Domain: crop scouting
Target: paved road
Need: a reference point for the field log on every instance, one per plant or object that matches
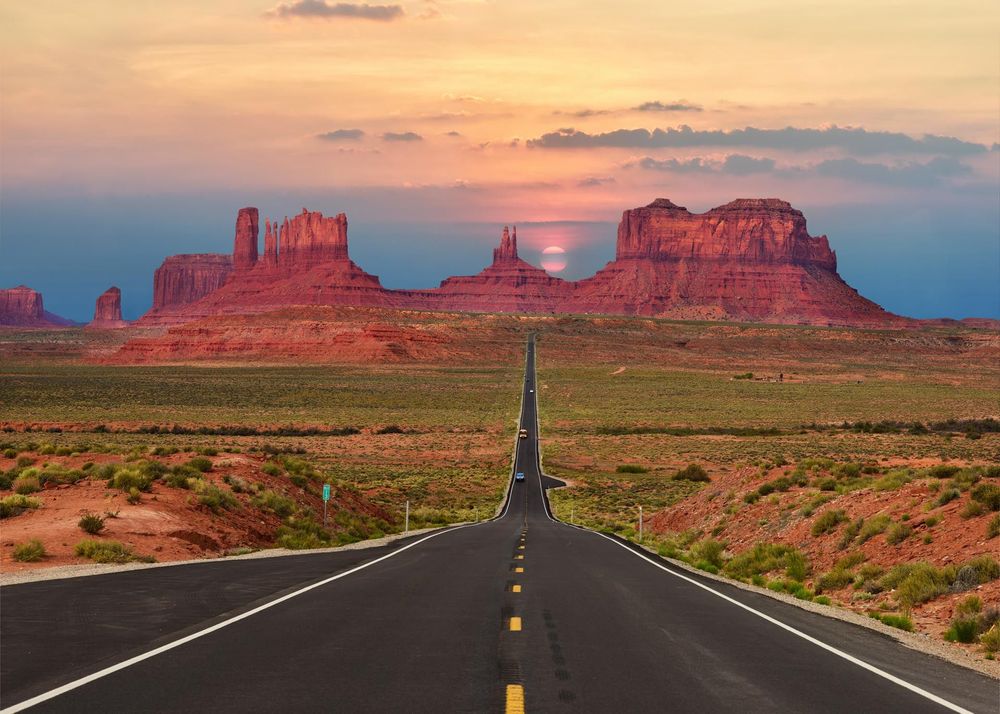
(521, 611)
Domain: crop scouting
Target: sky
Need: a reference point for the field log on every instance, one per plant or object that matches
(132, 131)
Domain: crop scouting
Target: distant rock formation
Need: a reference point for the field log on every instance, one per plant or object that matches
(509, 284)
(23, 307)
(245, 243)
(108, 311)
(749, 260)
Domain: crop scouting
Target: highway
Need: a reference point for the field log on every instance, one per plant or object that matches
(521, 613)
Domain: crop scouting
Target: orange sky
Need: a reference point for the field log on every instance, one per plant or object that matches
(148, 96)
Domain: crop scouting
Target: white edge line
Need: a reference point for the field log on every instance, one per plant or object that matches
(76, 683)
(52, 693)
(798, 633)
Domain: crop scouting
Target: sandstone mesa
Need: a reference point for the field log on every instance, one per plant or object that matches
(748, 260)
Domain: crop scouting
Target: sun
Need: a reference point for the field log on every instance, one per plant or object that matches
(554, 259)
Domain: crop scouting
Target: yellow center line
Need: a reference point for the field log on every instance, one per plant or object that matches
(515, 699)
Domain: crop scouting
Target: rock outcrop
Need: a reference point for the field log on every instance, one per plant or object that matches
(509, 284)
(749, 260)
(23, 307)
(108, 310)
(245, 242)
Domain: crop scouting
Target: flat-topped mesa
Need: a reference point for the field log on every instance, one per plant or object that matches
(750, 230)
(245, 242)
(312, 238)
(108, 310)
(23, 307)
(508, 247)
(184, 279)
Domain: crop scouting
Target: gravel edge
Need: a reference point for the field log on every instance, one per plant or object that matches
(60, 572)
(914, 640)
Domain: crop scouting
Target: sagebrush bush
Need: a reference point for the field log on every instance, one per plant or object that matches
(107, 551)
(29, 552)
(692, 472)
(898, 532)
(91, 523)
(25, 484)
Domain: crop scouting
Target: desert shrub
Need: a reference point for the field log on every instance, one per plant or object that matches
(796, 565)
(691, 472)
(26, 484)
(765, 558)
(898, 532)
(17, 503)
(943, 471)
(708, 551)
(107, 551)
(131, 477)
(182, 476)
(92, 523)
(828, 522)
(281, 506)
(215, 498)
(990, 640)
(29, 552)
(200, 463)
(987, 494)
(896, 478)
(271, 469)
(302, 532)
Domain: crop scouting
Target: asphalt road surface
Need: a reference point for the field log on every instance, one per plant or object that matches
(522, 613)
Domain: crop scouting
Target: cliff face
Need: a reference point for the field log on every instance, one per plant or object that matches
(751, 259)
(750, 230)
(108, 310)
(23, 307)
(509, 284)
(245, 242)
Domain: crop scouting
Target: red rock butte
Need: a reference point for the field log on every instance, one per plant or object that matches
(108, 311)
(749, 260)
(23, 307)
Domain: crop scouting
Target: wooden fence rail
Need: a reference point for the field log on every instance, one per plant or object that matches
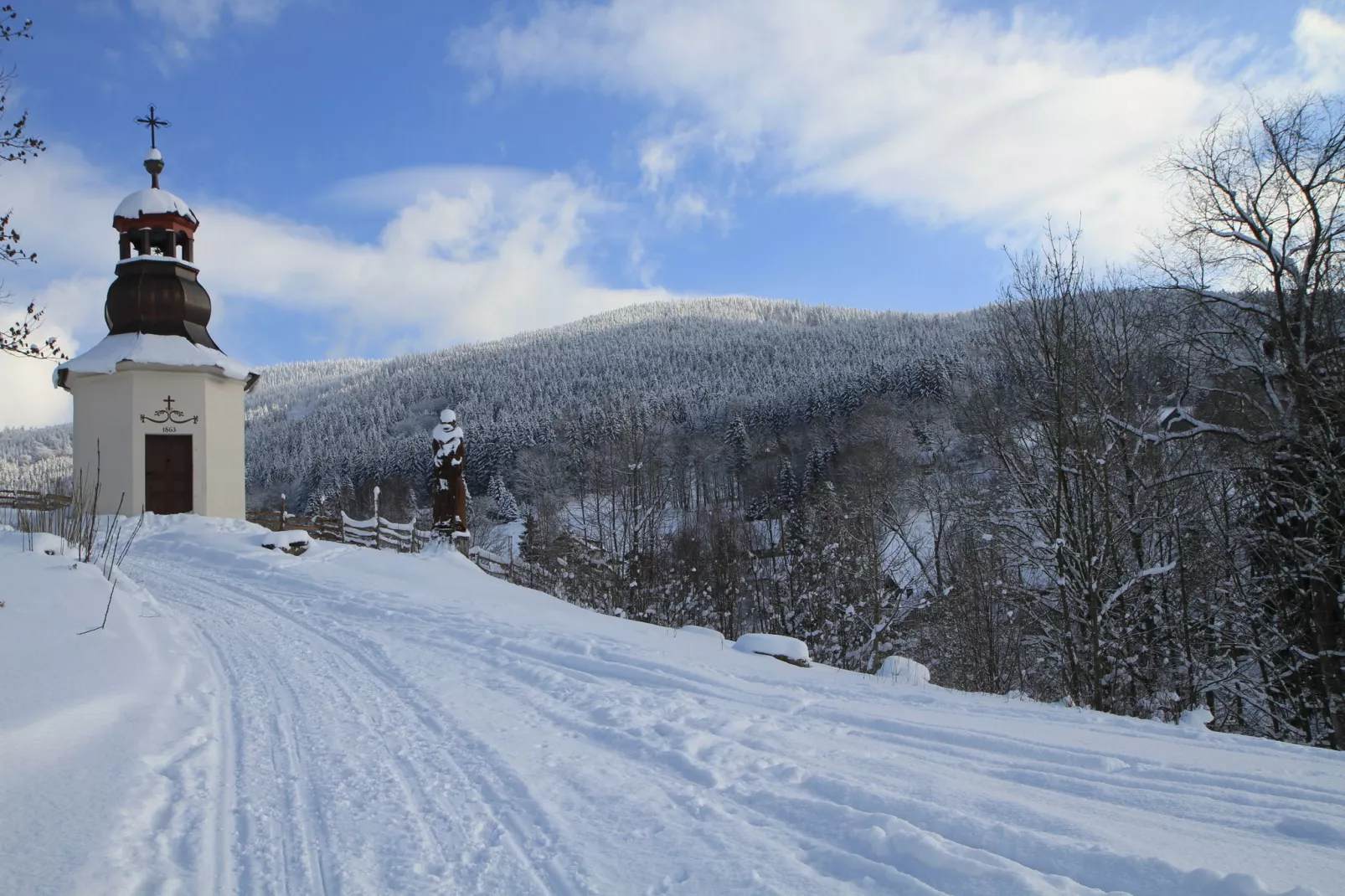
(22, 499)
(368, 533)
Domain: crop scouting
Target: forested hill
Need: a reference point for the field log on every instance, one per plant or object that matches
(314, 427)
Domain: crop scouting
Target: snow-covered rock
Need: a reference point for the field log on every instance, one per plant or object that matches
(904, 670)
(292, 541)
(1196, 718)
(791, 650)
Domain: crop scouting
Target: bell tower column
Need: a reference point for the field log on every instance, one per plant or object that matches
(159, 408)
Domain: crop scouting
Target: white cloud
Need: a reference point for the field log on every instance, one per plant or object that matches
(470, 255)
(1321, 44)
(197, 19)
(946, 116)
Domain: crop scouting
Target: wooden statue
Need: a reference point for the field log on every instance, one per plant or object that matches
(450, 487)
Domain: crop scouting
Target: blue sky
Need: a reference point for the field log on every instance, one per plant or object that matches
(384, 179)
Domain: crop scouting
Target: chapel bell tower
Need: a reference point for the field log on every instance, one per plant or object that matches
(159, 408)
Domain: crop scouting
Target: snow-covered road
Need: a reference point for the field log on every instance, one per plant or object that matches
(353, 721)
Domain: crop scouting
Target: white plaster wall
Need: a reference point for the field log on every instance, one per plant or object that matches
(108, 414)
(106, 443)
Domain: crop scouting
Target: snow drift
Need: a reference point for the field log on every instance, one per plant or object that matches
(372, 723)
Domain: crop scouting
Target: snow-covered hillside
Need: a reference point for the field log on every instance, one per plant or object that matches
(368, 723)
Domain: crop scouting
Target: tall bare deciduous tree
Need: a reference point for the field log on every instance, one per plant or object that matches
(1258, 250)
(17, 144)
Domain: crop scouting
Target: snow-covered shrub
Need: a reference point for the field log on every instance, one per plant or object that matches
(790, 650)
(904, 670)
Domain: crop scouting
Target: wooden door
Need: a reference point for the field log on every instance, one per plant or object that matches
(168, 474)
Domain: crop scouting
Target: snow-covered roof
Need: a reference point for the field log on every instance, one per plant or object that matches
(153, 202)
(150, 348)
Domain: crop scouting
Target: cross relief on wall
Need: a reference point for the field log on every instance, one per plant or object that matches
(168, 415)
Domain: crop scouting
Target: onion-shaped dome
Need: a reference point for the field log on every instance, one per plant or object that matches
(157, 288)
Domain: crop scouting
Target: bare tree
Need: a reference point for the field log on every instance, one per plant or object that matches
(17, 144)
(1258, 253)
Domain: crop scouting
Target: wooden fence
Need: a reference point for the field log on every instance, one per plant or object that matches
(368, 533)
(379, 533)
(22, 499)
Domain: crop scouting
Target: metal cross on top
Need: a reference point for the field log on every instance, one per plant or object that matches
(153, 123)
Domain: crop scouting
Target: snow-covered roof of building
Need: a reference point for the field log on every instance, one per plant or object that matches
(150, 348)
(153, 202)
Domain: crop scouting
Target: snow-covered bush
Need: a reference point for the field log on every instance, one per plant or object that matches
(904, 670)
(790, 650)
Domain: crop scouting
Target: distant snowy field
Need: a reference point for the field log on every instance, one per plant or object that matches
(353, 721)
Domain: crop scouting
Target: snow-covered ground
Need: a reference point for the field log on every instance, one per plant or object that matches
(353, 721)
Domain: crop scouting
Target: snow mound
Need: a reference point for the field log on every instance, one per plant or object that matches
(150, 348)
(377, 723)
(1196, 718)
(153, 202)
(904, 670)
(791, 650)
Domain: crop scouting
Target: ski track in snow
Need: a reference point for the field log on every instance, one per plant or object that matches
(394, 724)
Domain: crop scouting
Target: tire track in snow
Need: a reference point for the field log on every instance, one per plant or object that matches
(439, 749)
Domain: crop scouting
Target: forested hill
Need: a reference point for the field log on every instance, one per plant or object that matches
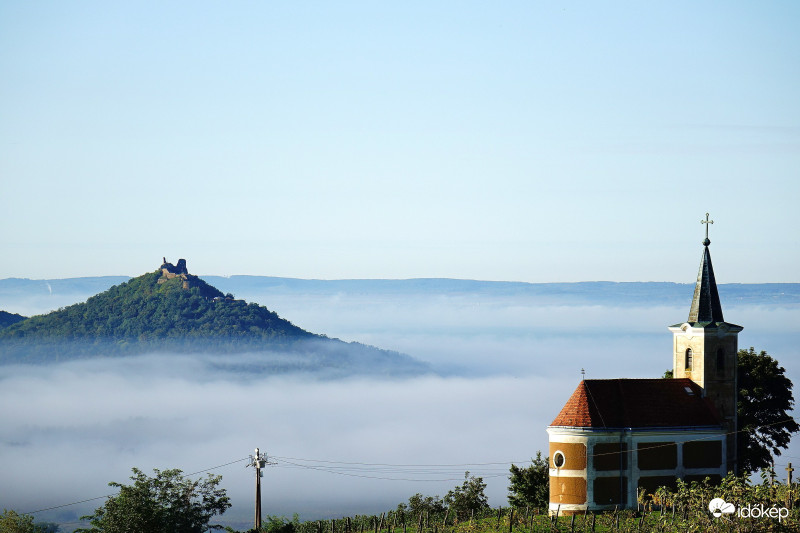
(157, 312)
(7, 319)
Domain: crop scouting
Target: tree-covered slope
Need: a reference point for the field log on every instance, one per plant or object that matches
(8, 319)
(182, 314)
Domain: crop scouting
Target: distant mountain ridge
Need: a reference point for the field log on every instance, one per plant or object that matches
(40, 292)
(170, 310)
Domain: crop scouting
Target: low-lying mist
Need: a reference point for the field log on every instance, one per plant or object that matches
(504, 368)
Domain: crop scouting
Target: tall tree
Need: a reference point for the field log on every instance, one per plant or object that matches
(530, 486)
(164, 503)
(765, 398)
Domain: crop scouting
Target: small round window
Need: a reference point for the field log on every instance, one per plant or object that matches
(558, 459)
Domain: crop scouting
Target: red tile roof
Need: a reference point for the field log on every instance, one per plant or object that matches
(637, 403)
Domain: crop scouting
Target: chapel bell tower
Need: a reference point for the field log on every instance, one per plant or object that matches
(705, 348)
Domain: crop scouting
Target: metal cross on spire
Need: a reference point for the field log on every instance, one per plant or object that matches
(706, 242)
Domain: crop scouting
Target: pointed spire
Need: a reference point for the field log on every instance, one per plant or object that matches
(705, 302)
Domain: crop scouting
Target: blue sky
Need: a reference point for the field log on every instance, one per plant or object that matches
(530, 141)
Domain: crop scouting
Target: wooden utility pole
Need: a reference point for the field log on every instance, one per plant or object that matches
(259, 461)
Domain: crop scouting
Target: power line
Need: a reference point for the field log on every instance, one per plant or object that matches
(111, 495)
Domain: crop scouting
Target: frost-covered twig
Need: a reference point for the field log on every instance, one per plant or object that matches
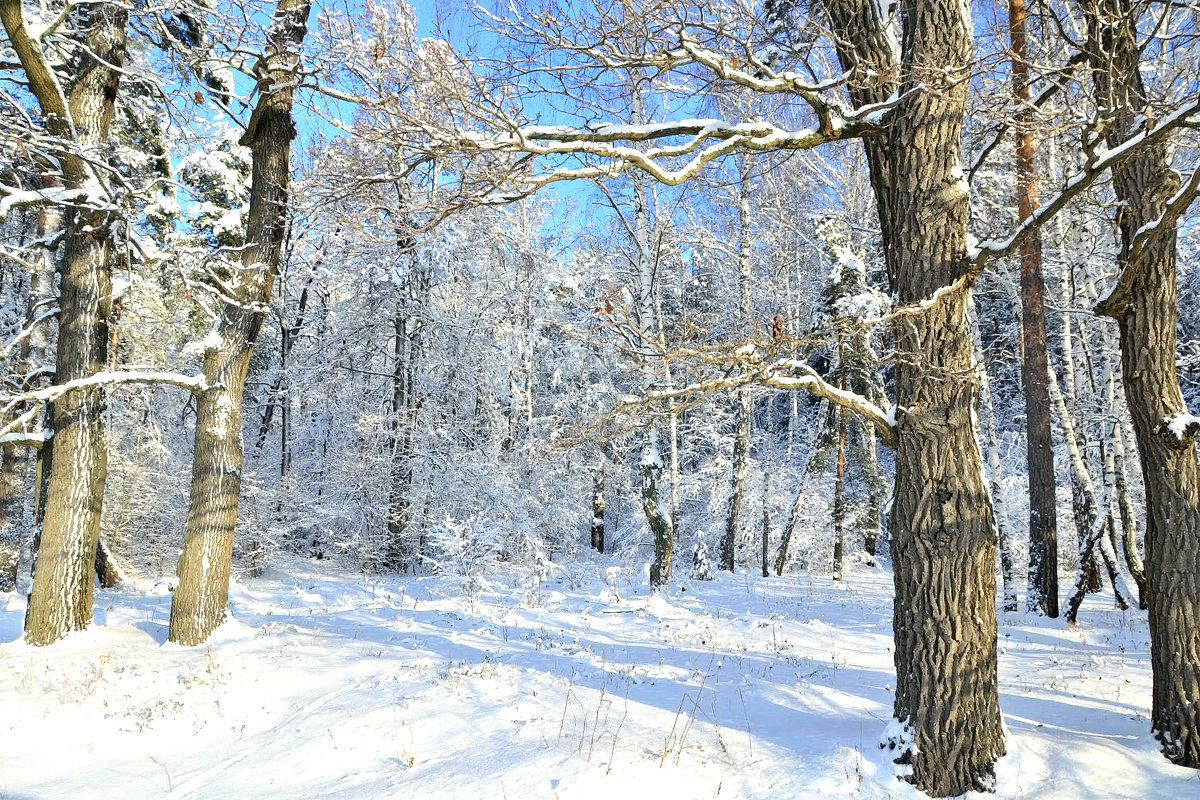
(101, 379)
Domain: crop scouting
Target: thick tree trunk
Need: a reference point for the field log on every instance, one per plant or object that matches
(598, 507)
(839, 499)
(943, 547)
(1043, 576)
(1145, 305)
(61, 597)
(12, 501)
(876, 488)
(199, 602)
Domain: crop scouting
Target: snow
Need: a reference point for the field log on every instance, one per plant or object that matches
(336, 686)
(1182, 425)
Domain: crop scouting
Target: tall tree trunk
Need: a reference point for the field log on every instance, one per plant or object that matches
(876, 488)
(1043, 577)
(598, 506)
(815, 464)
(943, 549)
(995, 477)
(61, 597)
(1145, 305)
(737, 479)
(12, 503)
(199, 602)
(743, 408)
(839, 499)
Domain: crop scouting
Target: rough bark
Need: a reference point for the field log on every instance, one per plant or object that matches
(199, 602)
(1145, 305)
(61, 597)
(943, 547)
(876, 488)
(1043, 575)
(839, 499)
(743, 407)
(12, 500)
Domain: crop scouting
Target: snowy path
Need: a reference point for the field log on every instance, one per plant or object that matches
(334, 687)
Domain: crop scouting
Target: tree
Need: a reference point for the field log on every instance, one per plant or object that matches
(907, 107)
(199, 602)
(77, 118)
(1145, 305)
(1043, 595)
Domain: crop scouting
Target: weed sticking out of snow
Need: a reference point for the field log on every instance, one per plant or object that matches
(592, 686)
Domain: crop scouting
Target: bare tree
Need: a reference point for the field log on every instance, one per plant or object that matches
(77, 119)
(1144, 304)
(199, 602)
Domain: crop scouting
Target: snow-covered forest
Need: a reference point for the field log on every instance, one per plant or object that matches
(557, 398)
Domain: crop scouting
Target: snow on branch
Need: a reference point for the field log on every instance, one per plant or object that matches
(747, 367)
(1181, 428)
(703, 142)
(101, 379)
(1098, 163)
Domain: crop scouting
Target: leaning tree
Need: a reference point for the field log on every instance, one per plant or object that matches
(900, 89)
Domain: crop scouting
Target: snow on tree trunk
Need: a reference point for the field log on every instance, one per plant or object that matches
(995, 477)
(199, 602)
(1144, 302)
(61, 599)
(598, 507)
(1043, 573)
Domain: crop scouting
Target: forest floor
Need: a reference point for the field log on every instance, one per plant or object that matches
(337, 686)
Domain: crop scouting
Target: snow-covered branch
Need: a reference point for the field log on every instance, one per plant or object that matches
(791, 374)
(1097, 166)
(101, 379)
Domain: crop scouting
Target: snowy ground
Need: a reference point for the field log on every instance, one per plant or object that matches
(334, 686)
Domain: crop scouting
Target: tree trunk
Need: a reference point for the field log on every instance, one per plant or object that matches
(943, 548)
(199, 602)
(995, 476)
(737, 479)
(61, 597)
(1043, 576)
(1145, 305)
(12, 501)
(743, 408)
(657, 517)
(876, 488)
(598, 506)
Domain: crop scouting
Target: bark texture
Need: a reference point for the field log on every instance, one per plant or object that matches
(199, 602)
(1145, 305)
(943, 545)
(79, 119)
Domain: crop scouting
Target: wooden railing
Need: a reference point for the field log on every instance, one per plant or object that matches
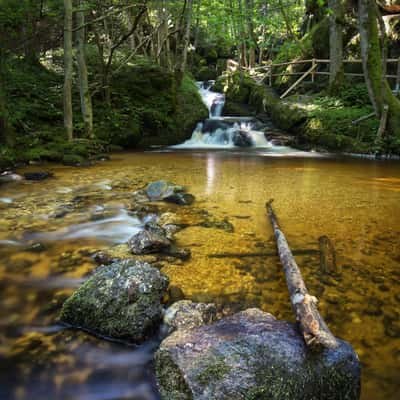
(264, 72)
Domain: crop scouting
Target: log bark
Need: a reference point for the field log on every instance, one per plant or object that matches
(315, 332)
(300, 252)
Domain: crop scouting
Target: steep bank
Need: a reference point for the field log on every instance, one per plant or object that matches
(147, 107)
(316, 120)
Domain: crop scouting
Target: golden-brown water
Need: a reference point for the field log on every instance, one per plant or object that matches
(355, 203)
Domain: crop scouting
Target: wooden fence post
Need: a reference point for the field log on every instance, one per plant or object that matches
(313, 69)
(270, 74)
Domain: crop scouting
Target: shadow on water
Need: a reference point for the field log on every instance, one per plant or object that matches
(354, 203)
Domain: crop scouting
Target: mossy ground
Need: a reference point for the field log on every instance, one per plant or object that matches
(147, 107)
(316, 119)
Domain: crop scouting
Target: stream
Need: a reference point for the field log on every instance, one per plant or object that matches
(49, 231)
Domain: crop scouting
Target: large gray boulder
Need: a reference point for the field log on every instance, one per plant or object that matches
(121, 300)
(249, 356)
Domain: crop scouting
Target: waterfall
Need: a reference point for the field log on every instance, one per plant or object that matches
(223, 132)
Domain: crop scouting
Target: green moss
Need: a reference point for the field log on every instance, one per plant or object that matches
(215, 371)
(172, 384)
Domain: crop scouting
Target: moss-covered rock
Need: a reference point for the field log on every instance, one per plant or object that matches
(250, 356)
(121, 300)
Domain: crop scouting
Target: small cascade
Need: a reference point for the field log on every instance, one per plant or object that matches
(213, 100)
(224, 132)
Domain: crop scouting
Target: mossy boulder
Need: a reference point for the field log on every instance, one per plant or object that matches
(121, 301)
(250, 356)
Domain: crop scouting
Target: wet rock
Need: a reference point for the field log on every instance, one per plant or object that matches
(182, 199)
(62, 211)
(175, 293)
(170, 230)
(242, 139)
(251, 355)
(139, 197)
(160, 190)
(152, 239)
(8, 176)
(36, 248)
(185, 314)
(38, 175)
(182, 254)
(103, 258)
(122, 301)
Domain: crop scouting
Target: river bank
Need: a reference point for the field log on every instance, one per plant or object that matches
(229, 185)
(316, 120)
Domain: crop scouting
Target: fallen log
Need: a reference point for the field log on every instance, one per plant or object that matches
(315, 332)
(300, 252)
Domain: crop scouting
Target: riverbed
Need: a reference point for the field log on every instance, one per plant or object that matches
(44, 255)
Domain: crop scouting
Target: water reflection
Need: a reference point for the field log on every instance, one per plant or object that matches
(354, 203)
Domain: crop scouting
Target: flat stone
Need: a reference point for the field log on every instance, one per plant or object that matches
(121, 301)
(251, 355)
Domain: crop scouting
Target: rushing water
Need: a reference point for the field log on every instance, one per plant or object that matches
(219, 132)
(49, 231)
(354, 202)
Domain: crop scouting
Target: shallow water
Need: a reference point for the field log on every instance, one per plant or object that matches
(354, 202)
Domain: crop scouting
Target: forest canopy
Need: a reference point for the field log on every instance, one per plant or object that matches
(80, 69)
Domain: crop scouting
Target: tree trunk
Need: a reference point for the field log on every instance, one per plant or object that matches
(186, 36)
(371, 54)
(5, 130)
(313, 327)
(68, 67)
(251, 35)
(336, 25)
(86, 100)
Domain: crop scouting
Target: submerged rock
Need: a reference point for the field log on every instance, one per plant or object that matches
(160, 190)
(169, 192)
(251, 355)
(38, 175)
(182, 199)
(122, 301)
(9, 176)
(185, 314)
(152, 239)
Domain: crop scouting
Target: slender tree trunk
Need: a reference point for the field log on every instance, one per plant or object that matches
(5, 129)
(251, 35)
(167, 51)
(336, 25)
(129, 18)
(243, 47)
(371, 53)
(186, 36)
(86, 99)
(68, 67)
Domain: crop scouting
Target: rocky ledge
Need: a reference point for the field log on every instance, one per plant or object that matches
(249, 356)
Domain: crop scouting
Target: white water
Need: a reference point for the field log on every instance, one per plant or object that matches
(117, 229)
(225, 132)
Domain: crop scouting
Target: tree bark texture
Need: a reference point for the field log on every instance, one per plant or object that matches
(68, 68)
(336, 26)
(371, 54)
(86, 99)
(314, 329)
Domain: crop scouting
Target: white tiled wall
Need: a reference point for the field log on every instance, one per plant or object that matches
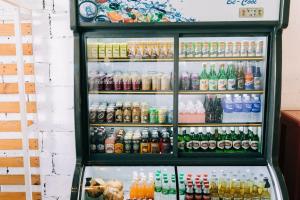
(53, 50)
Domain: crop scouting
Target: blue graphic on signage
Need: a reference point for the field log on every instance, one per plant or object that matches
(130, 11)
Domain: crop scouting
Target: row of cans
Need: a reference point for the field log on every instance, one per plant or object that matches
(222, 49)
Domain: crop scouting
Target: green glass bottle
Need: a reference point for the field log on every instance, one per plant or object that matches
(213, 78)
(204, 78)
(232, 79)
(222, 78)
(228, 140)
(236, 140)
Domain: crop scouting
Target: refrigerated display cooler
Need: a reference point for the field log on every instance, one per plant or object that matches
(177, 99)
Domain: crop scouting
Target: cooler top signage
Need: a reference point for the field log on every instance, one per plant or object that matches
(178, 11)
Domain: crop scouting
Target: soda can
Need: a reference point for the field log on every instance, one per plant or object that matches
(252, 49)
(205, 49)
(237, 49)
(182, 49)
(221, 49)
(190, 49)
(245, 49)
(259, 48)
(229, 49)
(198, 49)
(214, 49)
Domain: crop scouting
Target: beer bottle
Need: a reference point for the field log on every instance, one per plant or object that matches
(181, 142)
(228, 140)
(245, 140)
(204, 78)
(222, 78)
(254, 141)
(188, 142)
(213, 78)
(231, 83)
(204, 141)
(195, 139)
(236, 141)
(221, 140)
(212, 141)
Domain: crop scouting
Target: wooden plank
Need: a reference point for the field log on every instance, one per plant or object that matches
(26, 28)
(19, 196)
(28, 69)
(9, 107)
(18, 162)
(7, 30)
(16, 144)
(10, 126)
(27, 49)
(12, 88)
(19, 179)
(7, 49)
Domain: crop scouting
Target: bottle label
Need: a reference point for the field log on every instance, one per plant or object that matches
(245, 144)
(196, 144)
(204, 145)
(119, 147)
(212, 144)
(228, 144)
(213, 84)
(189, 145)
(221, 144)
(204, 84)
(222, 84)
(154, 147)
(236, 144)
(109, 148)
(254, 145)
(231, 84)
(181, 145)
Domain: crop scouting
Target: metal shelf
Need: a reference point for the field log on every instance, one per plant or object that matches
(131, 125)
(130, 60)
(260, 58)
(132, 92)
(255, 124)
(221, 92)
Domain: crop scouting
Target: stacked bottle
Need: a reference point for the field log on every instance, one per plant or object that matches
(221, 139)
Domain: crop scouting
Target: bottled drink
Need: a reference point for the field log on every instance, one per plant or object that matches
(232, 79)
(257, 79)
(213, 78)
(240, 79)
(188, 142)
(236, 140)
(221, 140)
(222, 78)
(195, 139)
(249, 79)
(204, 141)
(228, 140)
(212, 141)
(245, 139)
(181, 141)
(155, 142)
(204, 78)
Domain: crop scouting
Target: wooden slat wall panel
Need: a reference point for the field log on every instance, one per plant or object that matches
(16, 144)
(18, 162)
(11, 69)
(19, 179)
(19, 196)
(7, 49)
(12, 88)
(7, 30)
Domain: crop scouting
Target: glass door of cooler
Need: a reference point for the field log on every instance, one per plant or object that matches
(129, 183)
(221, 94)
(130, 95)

####

■ **Task goal**:
Select every line of the material that contains the word "signage", reproducing each such line in full.

■ **Expected output**:
Target: blue graphic on signage
Target: cooler top signage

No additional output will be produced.